§ Given text:

/---

Keywords: out-of-distribution, glaucoma, deferral
Abstract: Artificial Intelligence (AI) holds the potential to dramatically
improve patient care. However, it is not infallible, necessitating
human-AI-collaboration to ensure safe implementation. One aspect of
AI safety is the models’ ability to defer decisions to a human expert
when they are likely to misclassify autonomously. Recent research has
focused on methods that learn to defer by optimising a surrogate loss
function that finds the optimal trade-off between predicting a class label
or deferring. However, during clinical translation, models often face
challenges such as data shift. Uncertainty quantification methods aim to
estimate a model’s confidence in its predictions. However, they may also
be used as a deferral strategy which does not rely on learning from specific
training distribution. We hypothesise that models developed to quantify
uncertainty are more robust to out-of-distribution (OOD) input than
learned deferral models that have been trained in a supervised fashion.

\---

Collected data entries
/---

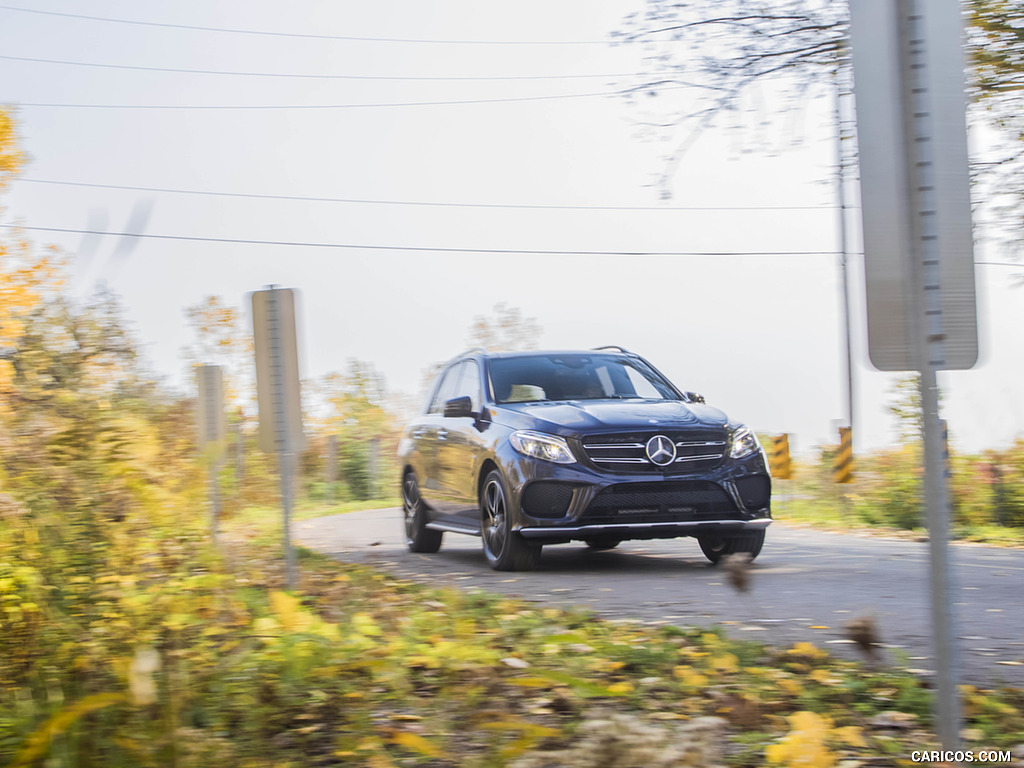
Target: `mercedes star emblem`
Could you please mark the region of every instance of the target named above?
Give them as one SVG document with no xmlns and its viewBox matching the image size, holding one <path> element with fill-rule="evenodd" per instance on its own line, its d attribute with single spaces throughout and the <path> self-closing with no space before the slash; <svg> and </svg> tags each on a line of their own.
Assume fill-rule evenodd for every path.
<svg viewBox="0 0 1024 768">
<path fill-rule="evenodd" d="M 676 461 L 676 443 L 664 434 L 656 434 L 647 440 L 647 458 L 652 464 L 668 467 Z"/>
</svg>

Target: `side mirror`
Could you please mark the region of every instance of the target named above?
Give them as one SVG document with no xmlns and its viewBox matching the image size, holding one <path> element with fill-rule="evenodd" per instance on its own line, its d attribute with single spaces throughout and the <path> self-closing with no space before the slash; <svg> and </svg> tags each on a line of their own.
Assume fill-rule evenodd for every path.
<svg viewBox="0 0 1024 768">
<path fill-rule="evenodd" d="M 444 401 L 444 417 L 446 419 L 458 419 L 473 415 L 473 400 L 469 396 L 453 397 Z"/>
</svg>

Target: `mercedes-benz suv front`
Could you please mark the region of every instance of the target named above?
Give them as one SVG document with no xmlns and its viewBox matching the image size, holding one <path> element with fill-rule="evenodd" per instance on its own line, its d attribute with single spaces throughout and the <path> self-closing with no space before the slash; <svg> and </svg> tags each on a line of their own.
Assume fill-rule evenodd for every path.
<svg viewBox="0 0 1024 768">
<path fill-rule="evenodd" d="M 694 537 L 712 562 L 753 558 L 771 522 L 754 432 L 618 347 L 460 355 L 398 455 L 409 548 L 479 536 L 499 570 L 570 541 Z"/>
</svg>

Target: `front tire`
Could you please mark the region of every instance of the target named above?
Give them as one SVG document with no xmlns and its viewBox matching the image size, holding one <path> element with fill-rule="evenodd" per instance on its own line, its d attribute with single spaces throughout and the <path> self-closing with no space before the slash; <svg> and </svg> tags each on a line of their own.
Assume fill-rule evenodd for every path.
<svg viewBox="0 0 1024 768">
<path fill-rule="evenodd" d="M 765 531 L 756 530 L 750 534 L 735 534 L 732 536 L 702 536 L 697 539 L 700 551 L 705 557 L 713 563 L 729 555 L 744 553 L 754 560 L 760 553 L 765 543 Z"/>
<path fill-rule="evenodd" d="M 480 539 L 495 570 L 530 570 L 541 559 L 540 545 L 512 530 L 508 492 L 501 472 L 493 470 L 480 489 Z"/>
<path fill-rule="evenodd" d="M 413 471 L 407 472 L 401 478 L 401 509 L 409 551 L 433 553 L 439 550 L 444 534 L 427 527 L 426 510 L 423 499 L 420 498 L 420 483 Z"/>
</svg>

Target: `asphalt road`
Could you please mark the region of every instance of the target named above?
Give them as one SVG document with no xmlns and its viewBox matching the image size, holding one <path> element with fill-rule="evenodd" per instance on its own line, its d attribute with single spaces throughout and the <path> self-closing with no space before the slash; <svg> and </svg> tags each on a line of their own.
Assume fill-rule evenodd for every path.
<svg viewBox="0 0 1024 768">
<path fill-rule="evenodd" d="M 546 547 L 529 572 L 492 570 L 475 537 L 445 534 L 440 552 L 406 549 L 398 509 L 295 523 L 304 546 L 435 586 L 577 605 L 606 618 L 721 625 L 737 638 L 775 644 L 810 640 L 855 657 L 843 625 L 874 617 L 887 663 L 934 670 L 928 545 L 774 523 L 737 593 L 693 539 L 624 542 L 608 552 L 582 543 Z M 953 603 L 961 681 L 1024 685 L 1024 551 L 954 545 Z"/>
</svg>

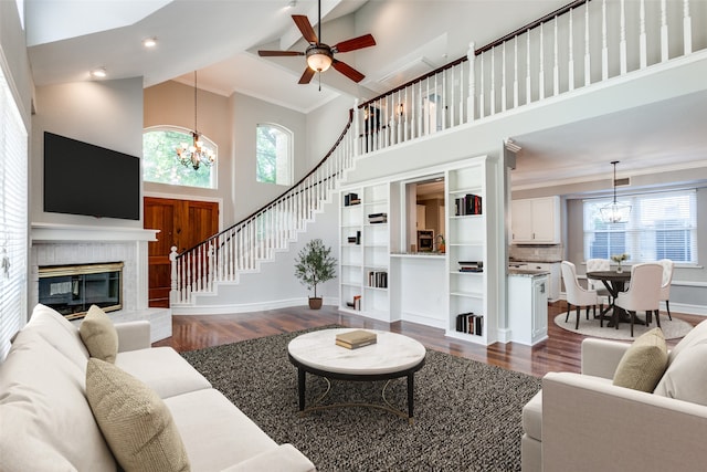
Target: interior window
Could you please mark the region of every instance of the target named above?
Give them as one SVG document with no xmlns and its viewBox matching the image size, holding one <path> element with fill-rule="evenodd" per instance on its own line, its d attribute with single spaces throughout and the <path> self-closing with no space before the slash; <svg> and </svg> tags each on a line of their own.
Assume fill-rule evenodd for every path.
<svg viewBox="0 0 707 472">
<path fill-rule="evenodd" d="M 292 185 L 292 132 L 278 125 L 257 125 L 256 180 Z"/>
<path fill-rule="evenodd" d="M 183 166 L 177 160 L 177 147 L 191 144 L 191 132 L 177 127 L 150 127 L 143 133 L 143 180 L 172 186 L 217 188 L 218 147 L 201 135 L 204 147 L 213 150 L 217 161 L 213 166 L 199 169 Z"/>
</svg>

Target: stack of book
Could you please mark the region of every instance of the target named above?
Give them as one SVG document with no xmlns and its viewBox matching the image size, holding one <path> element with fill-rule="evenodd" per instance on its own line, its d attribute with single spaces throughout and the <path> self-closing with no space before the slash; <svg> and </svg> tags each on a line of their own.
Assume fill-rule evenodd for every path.
<svg viewBox="0 0 707 472">
<path fill-rule="evenodd" d="M 368 286 L 388 289 L 388 272 L 370 271 L 368 273 Z"/>
<path fill-rule="evenodd" d="M 473 193 L 466 193 L 464 197 L 455 198 L 454 214 L 457 217 L 482 214 L 482 198 Z"/>
<path fill-rule="evenodd" d="M 358 349 L 359 347 L 370 346 L 371 344 L 376 344 L 378 336 L 376 333 L 365 329 L 356 329 L 336 335 L 336 345 L 346 347 L 347 349 Z"/>
<path fill-rule="evenodd" d="M 347 193 L 344 196 L 344 206 L 350 207 L 351 204 L 359 204 L 361 199 L 358 198 L 358 193 Z"/>
<path fill-rule="evenodd" d="M 473 312 L 456 315 L 456 331 L 460 333 L 475 334 L 481 336 L 484 329 L 484 316 L 475 315 Z"/>
<path fill-rule="evenodd" d="M 361 295 L 354 295 L 354 301 L 346 302 L 346 306 L 354 310 L 361 310 Z"/>
<path fill-rule="evenodd" d="M 370 213 L 368 216 L 368 222 L 371 224 L 374 223 L 387 223 L 388 222 L 388 213 Z"/>
<path fill-rule="evenodd" d="M 460 261 L 460 272 L 484 272 L 484 261 Z"/>
</svg>

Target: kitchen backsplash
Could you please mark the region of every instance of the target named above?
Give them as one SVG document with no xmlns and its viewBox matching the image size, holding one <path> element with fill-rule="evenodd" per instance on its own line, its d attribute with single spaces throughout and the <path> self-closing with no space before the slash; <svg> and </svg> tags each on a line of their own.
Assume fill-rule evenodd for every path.
<svg viewBox="0 0 707 472">
<path fill-rule="evenodd" d="M 515 261 L 556 262 L 563 259 L 564 248 L 557 245 L 511 245 L 508 255 Z"/>
</svg>

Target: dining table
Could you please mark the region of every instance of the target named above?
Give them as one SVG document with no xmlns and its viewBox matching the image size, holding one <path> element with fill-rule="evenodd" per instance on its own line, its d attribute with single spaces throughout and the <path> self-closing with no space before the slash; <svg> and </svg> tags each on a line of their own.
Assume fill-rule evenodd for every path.
<svg viewBox="0 0 707 472">
<path fill-rule="evenodd" d="M 606 326 L 619 328 L 619 323 L 630 323 L 631 318 L 625 310 L 614 304 L 616 296 L 625 291 L 626 283 L 631 281 L 631 271 L 592 271 L 587 272 L 587 279 L 601 281 L 611 294 L 611 304 L 604 308 L 600 316 L 603 316 L 610 310 L 613 310 L 611 321 Z M 634 324 L 644 325 L 645 323 L 639 317 L 633 317 Z"/>
</svg>

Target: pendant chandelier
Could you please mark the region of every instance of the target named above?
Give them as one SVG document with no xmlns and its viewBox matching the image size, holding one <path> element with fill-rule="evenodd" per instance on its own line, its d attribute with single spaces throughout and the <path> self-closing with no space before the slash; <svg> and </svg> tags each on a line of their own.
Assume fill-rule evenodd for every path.
<svg viewBox="0 0 707 472">
<path fill-rule="evenodd" d="M 629 213 L 631 213 L 630 204 L 619 203 L 616 201 L 616 164 L 619 164 L 618 160 L 614 160 L 611 162 L 611 165 L 614 166 L 614 179 L 613 179 L 614 200 L 610 204 L 606 204 L 599 210 L 601 212 L 601 220 L 604 223 L 626 222 L 629 220 Z"/>
<path fill-rule="evenodd" d="M 197 130 L 197 71 L 194 71 L 194 130 L 191 132 L 192 143 L 181 143 L 177 146 L 177 160 L 186 167 L 199 170 L 201 165 L 213 166 L 217 156 L 212 149 L 204 146 L 201 134 Z"/>
</svg>

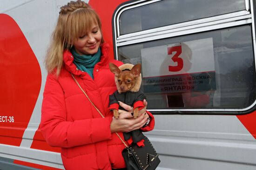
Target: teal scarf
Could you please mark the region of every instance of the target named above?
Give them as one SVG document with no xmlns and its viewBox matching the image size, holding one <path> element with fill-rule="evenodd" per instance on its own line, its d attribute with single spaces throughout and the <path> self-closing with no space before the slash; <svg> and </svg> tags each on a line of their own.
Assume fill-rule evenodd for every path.
<svg viewBox="0 0 256 170">
<path fill-rule="evenodd" d="M 78 54 L 74 48 L 72 48 L 71 50 L 71 53 L 74 57 L 73 63 L 79 69 L 85 71 L 88 73 L 93 79 L 93 71 L 95 65 L 101 60 L 101 48 L 96 54 L 92 55 L 80 55 Z"/>
</svg>

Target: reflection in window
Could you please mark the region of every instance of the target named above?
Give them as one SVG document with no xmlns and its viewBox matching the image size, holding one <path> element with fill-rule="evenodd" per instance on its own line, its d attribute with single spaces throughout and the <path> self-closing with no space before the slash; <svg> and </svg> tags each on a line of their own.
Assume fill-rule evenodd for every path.
<svg viewBox="0 0 256 170">
<path fill-rule="evenodd" d="M 245 9 L 244 0 L 164 0 L 125 11 L 120 16 L 120 34 Z"/>
<path fill-rule="evenodd" d="M 127 45 L 119 58 L 142 63 L 149 109 L 245 108 L 256 94 L 249 32 L 246 25 Z"/>
</svg>

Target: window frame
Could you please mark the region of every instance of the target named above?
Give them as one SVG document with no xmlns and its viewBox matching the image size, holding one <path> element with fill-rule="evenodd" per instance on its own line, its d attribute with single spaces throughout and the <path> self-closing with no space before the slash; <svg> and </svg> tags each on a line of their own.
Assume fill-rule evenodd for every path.
<svg viewBox="0 0 256 170">
<path fill-rule="evenodd" d="M 255 5 L 253 0 L 244 0 L 246 10 L 218 16 L 198 19 L 172 25 L 120 35 L 119 21 L 122 13 L 129 9 L 162 0 L 139 0 L 128 1 L 121 4 L 116 9 L 113 18 L 113 42 L 115 59 L 118 60 L 118 48 L 122 46 L 135 44 L 163 38 L 203 32 L 220 29 L 250 25 L 252 28 L 252 45 L 256 65 L 256 40 L 255 33 Z M 256 71 L 256 68 L 255 68 Z M 148 109 L 160 114 L 243 114 L 256 109 L 256 99 L 251 105 L 243 108 L 170 108 Z"/>
</svg>

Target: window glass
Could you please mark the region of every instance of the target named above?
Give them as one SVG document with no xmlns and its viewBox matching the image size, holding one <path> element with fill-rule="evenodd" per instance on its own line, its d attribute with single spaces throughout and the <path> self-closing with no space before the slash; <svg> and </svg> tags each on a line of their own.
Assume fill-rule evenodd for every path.
<svg viewBox="0 0 256 170">
<path fill-rule="evenodd" d="M 245 25 L 122 46 L 119 58 L 142 63 L 147 108 L 245 108 L 256 94 L 251 29 Z"/>
<path fill-rule="evenodd" d="M 131 8 L 120 19 L 125 34 L 245 9 L 244 0 L 165 0 Z"/>
</svg>

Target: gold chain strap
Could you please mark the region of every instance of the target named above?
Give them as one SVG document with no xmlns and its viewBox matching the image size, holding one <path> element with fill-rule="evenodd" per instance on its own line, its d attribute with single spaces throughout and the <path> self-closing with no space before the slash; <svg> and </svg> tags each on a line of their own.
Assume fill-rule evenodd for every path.
<svg viewBox="0 0 256 170">
<path fill-rule="evenodd" d="M 83 92 L 83 94 L 85 94 L 85 95 L 86 96 L 86 97 L 87 97 L 87 98 L 88 99 L 88 100 L 89 100 L 89 101 L 90 101 L 90 102 L 92 104 L 92 105 L 93 106 L 93 107 L 94 107 L 94 108 L 95 108 L 95 109 L 96 109 L 96 110 L 97 110 L 98 111 L 98 112 L 99 112 L 99 113 L 100 113 L 100 114 L 101 115 L 101 117 L 103 118 L 105 118 L 105 117 L 103 116 L 103 115 L 101 113 L 101 111 L 98 109 L 98 108 L 97 108 L 97 107 L 96 107 L 96 106 L 95 106 L 94 105 L 94 104 L 93 103 L 93 102 L 92 101 L 91 101 L 91 99 L 90 99 L 90 98 L 89 98 L 89 96 L 88 96 L 88 95 L 87 95 L 87 94 L 86 94 L 86 93 L 85 93 L 85 92 L 84 91 L 84 90 L 83 89 L 83 88 L 81 87 L 81 86 L 80 86 L 80 84 L 79 84 L 79 83 L 78 82 L 77 82 L 77 81 L 76 80 L 76 79 L 75 79 L 75 78 L 74 78 L 73 74 L 72 73 L 71 73 L 71 76 L 72 76 L 72 77 L 73 77 L 73 79 L 74 79 L 74 81 L 75 82 L 76 82 L 76 84 L 77 84 L 77 85 L 78 85 L 78 87 L 79 87 L 79 88 L 80 88 L 80 89 L 81 89 L 81 90 L 82 90 L 82 91 Z M 117 135 L 117 136 L 118 137 L 118 138 L 119 138 L 119 139 L 120 139 L 120 140 L 121 140 L 121 141 L 122 141 L 122 142 L 123 143 L 123 144 L 126 147 L 128 148 L 128 146 L 127 145 L 126 145 L 126 144 L 125 143 L 125 142 L 124 142 L 124 141 L 123 140 L 123 139 L 122 139 L 121 138 L 121 137 L 120 137 L 120 136 L 119 136 L 119 135 L 118 134 L 118 133 L 117 133 L 117 132 L 115 132 L 115 134 L 116 134 L 116 135 Z"/>
</svg>

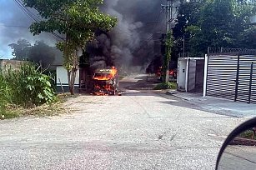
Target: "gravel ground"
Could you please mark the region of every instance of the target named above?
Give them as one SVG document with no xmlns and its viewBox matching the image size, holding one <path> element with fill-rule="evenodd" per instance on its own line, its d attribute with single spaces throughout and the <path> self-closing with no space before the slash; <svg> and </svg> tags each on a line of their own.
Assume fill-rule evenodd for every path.
<svg viewBox="0 0 256 170">
<path fill-rule="evenodd" d="M 123 79 L 122 96 L 71 98 L 70 113 L 1 121 L 0 169 L 213 169 L 247 118 L 140 90 L 142 78 Z"/>
</svg>

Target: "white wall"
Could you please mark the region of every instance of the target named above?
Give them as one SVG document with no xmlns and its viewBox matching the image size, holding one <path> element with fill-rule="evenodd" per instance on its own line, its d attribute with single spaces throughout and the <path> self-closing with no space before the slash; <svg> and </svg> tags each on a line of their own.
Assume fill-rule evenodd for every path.
<svg viewBox="0 0 256 170">
<path fill-rule="evenodd" d="M 63 84 L 63 86 L 68 86 L 68 73 L 67 70 L 64 68 L 63 66 L 58 66 L 56 68 L 56 74 L 57 74 L 57 86 L 60 85 L 59 79 Z M 79 70 L 77 72 L 76 75 L 76 81 L 75 86 L 79 86 Z"/>
<path fill-rule="evenodd" d="M 187 60 L 178 60 L 178 88 L 185 89 Z"/>
</svg>

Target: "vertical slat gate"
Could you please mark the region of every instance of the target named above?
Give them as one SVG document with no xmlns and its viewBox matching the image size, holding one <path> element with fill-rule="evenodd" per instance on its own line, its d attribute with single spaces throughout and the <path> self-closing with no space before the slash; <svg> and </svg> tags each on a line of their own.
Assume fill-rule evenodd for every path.
<svg viewBox="0 0 256 170">
<path fill-rule="evenodd" d="M 208 56 L 207 95 L 256 103 L 256 56 Z"/>
<path fill-rule="evenodd" d="M 238 56 L 208 56 L 207 95 L 234 100 Z"/>
</svg>

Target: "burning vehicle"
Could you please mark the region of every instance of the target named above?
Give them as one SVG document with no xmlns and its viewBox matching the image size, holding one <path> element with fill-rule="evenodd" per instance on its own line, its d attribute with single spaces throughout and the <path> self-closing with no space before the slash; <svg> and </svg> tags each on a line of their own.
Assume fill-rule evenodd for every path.
<svg viewBox="0 0 256 170">
<path fill-rule="evenodd" d="M 115 95 L 118 88 L 118 70 L 98 69 L 93 76 L 93 93 L 95 95 Z"/>
</svg>

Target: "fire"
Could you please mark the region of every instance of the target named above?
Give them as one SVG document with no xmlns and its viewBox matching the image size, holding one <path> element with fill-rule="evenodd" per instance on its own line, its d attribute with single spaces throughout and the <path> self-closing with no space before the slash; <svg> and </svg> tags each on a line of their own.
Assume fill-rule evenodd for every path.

\---

§ Task brief: Continue the abstract on AI deferral and uncertainty quantification, picking up right after its last sentence.

§ Response below:
To investigate this hypothesis, we constructed an extensive evaluation
study on a large ophthalmology dataset, examining both learned deferral
models and established uncertainty quantification methods, assessing
their performance in- and out-of-distribution. Specifically, we evaluate
their ability to accurately classify glaucoma from fundus images while
deferring cases with a high likelihood of error. We find that uncertainty
quantification methods may be a promising choice for AI deferral1.